#### Task to complete:
List the things the writer of the forum post about returning to work says she fears.

#### Passage for review:

Transitioning back to work
Hi Ashley,
Its interesting you posted this topic today, as this evening I am going back to work after 2 weeks off.
I wanted to write my feelings down and you have given me the spot to do it.
I experienced very intense panic episodes just over 2 weeks ago at my work..which lead to me going to the doctor and starting on the Celexa. I also have an undiagnosed physical ailment so that is the excuse I gave for my absence. But a big part of me wishes I could be honest about my anxiety. Of course I worry that if my co-workers know they will think I'm weird or mentally ill..etc..I have been using the positive thinking and asking myself the questions when I fear the worst happening. It's very helpful. I fear the usual...passing out, losing control, getting caught.
I went to my workplace last evening for a bit ... the excuse being to chat with some co-workers and see what's changed since I've been gone, but I really went to look around a bit and walk down a long hallway (where I had bad panic) . It was ok. not perfect, but ok. I think it helped. I also got a big surprise..a young staff member was talking about her anxiety and a medication her doctor rx'd her! There wasn't time to get into it so we agreed to talk tonight. I think I'll feel comfortable talking to her, seeing as she has anxiety! And is open about it.
I am a Licenced Practical Nurse, I have 40 seniors in various stages of dementia and 6 Nurse's Aids to look after on my shift. For some reason (unknown yet to me) I feel compelled to say what I do. When I write it down its feels good so I'll leave it in here. I hope thats ok.
I would love to hear any tips/thoughts from the members. I am so glad I found this place.

#### Dataset entries:
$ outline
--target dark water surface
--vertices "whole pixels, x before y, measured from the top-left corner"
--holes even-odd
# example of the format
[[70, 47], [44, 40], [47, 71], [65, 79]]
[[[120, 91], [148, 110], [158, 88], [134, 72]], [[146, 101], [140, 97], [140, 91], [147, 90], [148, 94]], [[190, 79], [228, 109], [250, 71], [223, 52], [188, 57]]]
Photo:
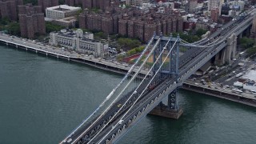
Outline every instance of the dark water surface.
[[[122, 75], [0, 46], [0, 143], [58, 143]], [[146, 116], [118, 143], [256, 143], [256, 109], [179, 91], [178, 121]]]

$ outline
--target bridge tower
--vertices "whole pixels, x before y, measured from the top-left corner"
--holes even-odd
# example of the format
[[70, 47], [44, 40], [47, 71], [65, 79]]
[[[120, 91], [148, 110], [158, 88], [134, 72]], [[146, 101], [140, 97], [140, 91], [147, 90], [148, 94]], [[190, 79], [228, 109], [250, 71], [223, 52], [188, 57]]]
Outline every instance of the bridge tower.
[[[157, 42], [159, 37], [161, 38], [161, 41], [158, 47], [155, 49], [154, 52], [154, 58], [153, 58], [154, 62], [156, 62], [156, 59], [158, 56], [160, 56], [160, 58], [158, 62], [156, 62], [157, 64], [154, 66], [153, 69], [153, 72], [155, 73], [156, 70], [159, 68], [159, 66], [162, 64], [163, 54], [160, 55], [160, 53], [164, 49], [164, 46], [166, 46], [166, 43], [168, 43], [166, 46], [166, 54], [170, 52], [170, 50], [171, 50], [171, 53], [167, 61], [166, 62], [166, 63], [163, 64], [164, 66], [162, 66], [159, 74], [161, 74], [161, 78], [174, 78], [176, 79], [176, 82], [178, 82], [177, 78], [179, 72], [178, 71], [178, 54], [179, 54], [179, 43], [180, 43], [179, 35], [178, 35], [177, 38], [174, 38], [172, 34], [170, 34], [169, 37], [165, 37], [165, 36], [162, 36], [162, 34], [161, 34], [160, 36], [154, 37], [154, 43]], [[171, 50], [174, 45], [175, 46]], [[182, 109], [178, 108], [178, 104], [177, 104], [178, 93], [177, 92], [178, 92], [178, 89], [176, 89], [175, 90], [169, 94], [167, 96], [168, 97], [167, 105], [165, 105], [161, 102], [158, 106], [156, 106], [154, 110], [150, 111], [150, 114], [178, 119], [182, 115], [183, 111]]]
[[227, 38], [227, 46], [215, 56], [215, 64], [230, 63], [235, 58], [237, 50], [237, 37], [234, 34]]

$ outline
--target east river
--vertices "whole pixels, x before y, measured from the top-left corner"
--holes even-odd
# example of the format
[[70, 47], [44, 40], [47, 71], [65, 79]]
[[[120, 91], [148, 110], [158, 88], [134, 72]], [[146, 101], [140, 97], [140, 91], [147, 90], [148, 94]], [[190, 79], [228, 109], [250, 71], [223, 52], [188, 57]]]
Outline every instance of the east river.
[[[122, 75], [0, 46], [0, 143], [58, 143]], [[256, 109], [179, 90], [178, 120], [147, 115], [118, 143], [256, 142]]]

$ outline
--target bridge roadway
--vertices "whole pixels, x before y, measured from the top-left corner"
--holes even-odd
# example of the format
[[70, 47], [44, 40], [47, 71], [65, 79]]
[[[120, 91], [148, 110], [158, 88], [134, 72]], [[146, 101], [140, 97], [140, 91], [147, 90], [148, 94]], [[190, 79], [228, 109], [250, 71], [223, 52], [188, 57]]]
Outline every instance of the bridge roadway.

#### Response to the exercise:
Passing out, losing control, and getting caught.